• [AIM OF THE EXERCISE]:
How many lines in the records below contain the string "fireplace"? Matching is case-sensitive. Reply with the number alone.

***** DATA SUPPLIED *****

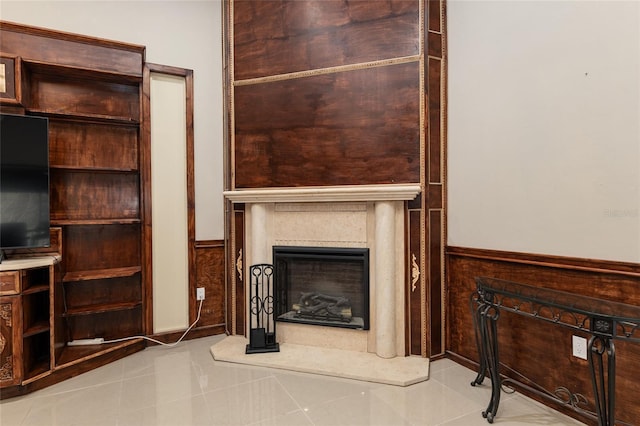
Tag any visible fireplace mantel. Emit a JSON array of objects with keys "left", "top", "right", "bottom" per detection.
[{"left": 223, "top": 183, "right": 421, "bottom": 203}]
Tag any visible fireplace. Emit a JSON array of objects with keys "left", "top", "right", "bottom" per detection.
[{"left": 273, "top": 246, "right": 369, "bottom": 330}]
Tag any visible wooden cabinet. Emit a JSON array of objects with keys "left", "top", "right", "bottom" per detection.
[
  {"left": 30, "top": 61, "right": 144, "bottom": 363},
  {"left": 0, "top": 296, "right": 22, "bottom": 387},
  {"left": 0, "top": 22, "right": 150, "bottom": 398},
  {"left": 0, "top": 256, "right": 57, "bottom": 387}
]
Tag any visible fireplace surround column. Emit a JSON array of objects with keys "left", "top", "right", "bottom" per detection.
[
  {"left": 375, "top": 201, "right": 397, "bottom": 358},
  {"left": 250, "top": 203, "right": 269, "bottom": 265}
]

*****
***** DATA SUPPLIED *****

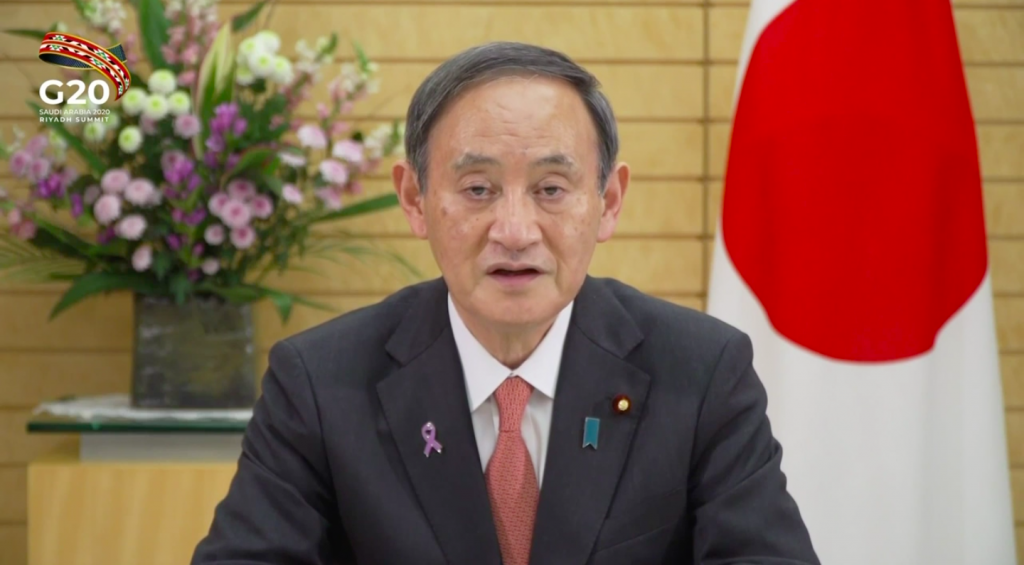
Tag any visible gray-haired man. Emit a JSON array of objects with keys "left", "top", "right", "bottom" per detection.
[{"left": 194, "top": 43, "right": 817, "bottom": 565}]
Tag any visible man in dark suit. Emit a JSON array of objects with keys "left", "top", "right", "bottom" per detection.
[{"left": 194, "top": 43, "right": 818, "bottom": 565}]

*****

• [THE OUTPUT]:
3